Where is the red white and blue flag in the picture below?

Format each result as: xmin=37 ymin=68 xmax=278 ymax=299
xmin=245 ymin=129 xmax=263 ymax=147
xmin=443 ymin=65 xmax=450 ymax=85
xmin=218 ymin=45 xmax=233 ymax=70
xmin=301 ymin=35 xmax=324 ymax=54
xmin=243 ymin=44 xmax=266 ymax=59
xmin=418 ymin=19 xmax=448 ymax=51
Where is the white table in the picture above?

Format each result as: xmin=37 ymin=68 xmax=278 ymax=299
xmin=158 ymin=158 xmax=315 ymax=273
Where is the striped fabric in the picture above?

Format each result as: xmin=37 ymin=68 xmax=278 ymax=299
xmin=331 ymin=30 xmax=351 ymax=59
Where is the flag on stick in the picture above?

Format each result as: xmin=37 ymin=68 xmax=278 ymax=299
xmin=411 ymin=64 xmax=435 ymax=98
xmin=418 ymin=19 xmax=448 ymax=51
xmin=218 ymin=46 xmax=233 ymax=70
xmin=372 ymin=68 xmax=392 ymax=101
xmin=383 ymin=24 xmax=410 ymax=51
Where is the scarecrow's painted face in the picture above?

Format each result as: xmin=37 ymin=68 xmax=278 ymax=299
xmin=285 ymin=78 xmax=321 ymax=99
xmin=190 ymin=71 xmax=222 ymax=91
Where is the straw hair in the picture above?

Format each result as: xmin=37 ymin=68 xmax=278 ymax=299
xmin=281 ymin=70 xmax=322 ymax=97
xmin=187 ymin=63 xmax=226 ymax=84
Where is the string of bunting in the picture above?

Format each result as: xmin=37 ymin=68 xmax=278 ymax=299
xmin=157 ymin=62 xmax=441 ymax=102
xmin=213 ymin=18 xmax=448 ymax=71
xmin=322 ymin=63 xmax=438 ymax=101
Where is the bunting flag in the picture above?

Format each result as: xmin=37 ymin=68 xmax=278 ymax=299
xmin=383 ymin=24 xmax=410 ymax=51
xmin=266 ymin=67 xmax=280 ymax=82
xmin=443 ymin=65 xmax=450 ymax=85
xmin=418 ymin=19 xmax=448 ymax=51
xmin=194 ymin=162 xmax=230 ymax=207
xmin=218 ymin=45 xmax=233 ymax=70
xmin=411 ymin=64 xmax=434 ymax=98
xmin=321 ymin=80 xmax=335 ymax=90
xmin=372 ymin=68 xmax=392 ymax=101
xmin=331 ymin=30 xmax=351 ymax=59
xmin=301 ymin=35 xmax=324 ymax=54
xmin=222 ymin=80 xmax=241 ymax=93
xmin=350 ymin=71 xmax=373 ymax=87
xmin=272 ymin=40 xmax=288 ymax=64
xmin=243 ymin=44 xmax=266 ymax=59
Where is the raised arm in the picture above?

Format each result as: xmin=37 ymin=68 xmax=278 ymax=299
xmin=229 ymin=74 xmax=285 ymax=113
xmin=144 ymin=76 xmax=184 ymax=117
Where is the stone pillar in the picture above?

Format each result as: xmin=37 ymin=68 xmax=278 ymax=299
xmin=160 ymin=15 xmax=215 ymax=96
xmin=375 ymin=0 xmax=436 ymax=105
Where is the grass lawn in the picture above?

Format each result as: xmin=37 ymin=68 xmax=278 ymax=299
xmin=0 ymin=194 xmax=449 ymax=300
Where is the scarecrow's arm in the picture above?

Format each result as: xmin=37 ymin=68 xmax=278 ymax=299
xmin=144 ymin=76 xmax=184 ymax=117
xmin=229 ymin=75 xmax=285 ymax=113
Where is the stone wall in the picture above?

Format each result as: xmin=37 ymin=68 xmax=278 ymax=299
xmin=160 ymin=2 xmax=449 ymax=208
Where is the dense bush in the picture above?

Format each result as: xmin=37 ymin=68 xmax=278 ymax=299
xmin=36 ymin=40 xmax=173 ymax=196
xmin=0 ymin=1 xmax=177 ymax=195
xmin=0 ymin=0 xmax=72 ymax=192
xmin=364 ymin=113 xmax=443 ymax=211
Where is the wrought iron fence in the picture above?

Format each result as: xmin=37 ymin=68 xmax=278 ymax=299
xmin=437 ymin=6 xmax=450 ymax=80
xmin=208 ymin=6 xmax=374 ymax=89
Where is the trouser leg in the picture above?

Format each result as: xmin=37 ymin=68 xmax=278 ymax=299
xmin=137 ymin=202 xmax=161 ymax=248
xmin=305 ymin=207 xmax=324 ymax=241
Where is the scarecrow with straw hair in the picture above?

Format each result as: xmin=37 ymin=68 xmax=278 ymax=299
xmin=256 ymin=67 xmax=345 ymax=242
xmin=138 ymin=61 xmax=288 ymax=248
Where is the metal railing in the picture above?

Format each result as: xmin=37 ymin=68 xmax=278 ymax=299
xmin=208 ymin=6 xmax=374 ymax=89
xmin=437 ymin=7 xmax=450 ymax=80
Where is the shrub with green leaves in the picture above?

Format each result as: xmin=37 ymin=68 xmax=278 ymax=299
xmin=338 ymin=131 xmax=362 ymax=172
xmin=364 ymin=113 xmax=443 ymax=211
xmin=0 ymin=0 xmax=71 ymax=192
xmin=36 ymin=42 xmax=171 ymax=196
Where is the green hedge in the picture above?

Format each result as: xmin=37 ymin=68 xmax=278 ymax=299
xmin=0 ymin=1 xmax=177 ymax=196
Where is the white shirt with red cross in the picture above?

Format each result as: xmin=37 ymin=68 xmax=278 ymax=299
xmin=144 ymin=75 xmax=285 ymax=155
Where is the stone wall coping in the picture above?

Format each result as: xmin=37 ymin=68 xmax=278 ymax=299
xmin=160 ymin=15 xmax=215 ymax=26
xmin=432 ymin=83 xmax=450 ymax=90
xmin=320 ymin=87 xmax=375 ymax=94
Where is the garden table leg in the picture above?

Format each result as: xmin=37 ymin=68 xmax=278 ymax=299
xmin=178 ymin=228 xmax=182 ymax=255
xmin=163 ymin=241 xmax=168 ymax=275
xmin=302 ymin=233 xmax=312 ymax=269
_ _ _ _
Goal of the exercise:
Each entry, exactly as written, should be set down once more.

Answer area:
Where is the red white and blue flag in the picture below?

Format each result as: xmin=37 ymin=68 xmax=278 ymax=299
xmin=245 ymin=129 xmax=263 ymax=147
xmin=443 ymin=65 xmax=450 ymax=85
xmin=218 ymin=45 xmax=233 ymax=70
xmin=301 ymin=35 xmax=324 ymax=54
xmin=243 ymin=44 xmax=266 ymax=59
xmin=418 ymin=19 xmax=448 ymax=51
Where is the white table in the picture above?

Format each result as: xmin=37 ymin=68 xmax=278 ymax=299
xmin=158 ymin=158 xmax=315 ymax=273
Where is the striped fabric in the picture above?

Format each result as: xmin=37 ymin=68 xmax=278 ymax=299
xmin=331 ymin=30 xmax=351 ymax=59
Where is the flag on stick in the picture above?

Format each result as: xmin=37 ymin=68 xmax=278 ymax=299
xmin=411 ymin=64 xmax=435 ymax=98
xmin=418 ymin=19 xmax=448 ymax=51
xmin=218 ymin=46 xmax=233 ymax=70
xmin=372 ymin=68 xmax=392 ymax=101
xmin=383 ymin=24 xmax=410 ymax=51
Where is the scarecrow's painted face in the picture above?

Format each result as: xmin=37 ymin=68 xmax=278 ymax=299
xmin=285 ymin=78 xmax=321 ymax=99
xmin=190 ymin=71 xmax=222 ymax=91
Where is the straw hair in the picture above?

Format each result as: xmin=37 ymin=68 xmax=278 ymax=299
xmin=281 ymin=70 xmax=322 ymax=97
xmin=187 ymin=63 xmax=226 ymax=84
Where is the string of bunting in the picture above?

Format each result as: xmin=37 ymin=68 xmax=278 ymax=299
xmin=157 ymin=62 xmax=441 ymax=102
xmin=213 ymin=18 xmax=448 ymax=71
xmin=322 ymin=63 xmax=438 ymax=101
Where is the bunting flag in the picture above?

Format each result as: xmin=37 ymin=68 xmax=278 ymax=299
xmin=383 ymin=24 xmax=410 ymax=51
xmin=266 ymin=67 xmax=280 ymax=82
xmin=443 ymin=65 xmax=450 ymax=85
xmin=418 ymin=19 xmax=448 ymax=51
xmin=194 ymin=162 xmax=230 ymax=207
xmin=218 ymin=45 xmax=233 ymax=70
xmin=411 ymin=64 xmax=434 ymax=98
xmin=321 ymin=80 xmax=335 ymax=90
xmin=372 ymin=68 xmax=392 ymax=101
xmin=331 ymin=30 xmax=351 ymax=59
xmin=301 ymin=35 xmax=324 ymax=54
xmin=222 ymin=80 xmax=241 ymax=93
xmin=350 ymin=71 xmax=373 ymax=87
xmin=272 ymin=40 xmax=288 ymax=64
xmin=243 ymin=44 xmax=266 ymax=59
Where is the raised arm in the picture above?

Format each result as: xmin=37 ymin=68 xmax=278 ymax=299
xmin=229 ymin=74 xmax=285 ymax=113
xmin=144 ymin=76 xmax=184 ymax=117
Where is the stone pillar in the picture above?

Format each result as: xmin=37 ymin=68 xmax=278 ymax=299
xmin=160 ymin=15 xmax=215 ymax=96
xmin=375 ymin=0 xmax=436 ymax=105
Where is the grass lawn in the picture above?

Format each result as: xmin=37 ymin=68 xmax=278 ymax=299
xmin=0 ymin=194 xmax=449 ymax=300
Where is the scarecrow's arm in the picture above?

Format each result as: xmin=37 ymin=68 xmax=278 ymax=299
xmin=144 ymin=76 xmax=184 ymax=117
xmin=229 ymin=75 xmax=285 ymax=113
Where is the stone wall in the picture above?

Format each result as: xmin=37 ymin=68 xmax=278 ymax=299
xmin=160 ymin=2 xmax=449 ymax=208
Where is the dense bush in the picture above?

Format each result as: xmin=37 ymin=68 xmax=278 ymax=299
xmin=36 ymin=40 xmax=173 ymax=196
xmin=0 ymin=1 xmax=177 ymax=195
xmin=0 ymin=0 xmax=72 ymax=192
xmin=364 ymin=113 xmax=443 ymax=211
Where is the wrought iron fence in the picture above?

Format each result as: xmin=37 ymin=68 xmax=278 ymax=299
xmin=437 ymin=6 xmax=450 ymax=80
xmin=208 ymin=6 xmax=374 ymax=89
Where is the trouser leg in the picture above?

Format each result as: xmin=37 ymin=68 xmax=278 ymax=299
xmin=137 ymin=202 xmax=161 ymax=248
xmin=305 ymin=207 xmax=324 ymax=241
Where is the scarecrow with straw hair in the picture above?

Format each result as: xmin=37 ymin=68 xmax=278 ymax=299
xmin=256 ymin=67 xmax=345 ymax=242
xmin=138 ymin=61 xmax=288 ymax=248
Where is the metal railing in the picture above?

Format each result as: xmin=37 ymin=68 xmax=278 ymax=299
xmin=208 ymin=6 xmax=374 ymax=89
xmin=437 ymin=7 xmax=450 ymax=80
Where is the shrub with green leaves in the picture above?

Format each result as: xmin=37 ymin=68 xmax=278 ymax=299
xmin=338 ymin=131 xmax=362 ymax=172
xmin=364 ymin=113 xmax=443 ymax=211
xmin=0 ymin=0 xmax=71 ymax=192
xmin=36 ymin=42 xmax=171 ymax=196
Where is the green hedge in the picture above?

Format each result as: xmin=37 ymin=68 xmax=278 ymax=299
xmin=0 ymin=1 xmax=177 ymax=196
Where is the white shirt with red cross in the picture above?

Format each result as: xmin=37 ymin=68 xmax=278 ymax=299
xmin=144 ymin=75 xmax=285 ymax=155
Where is the stone wall coping in the picture above?

Format each result as: xmin=37 ymin=68 xmax=278 ymax=299
xmin=160 ymin=15 xmax=215 ymax=26
xmin=432 ymin=83 xmax=450 ymax=90
xmin=320 ymin=87 xmax=375 ymax=94
Where is the garden table leg in the picture above?

Format each result as: xmin=37 ymin=68 xmax=278 ymax=299
xmin=178 ymin=228 xmax=182 ymax=255
xmin=163 ymin=241 xmax=168 ymax=275
xmin=302 ymin=233 xmax=312 ymax=269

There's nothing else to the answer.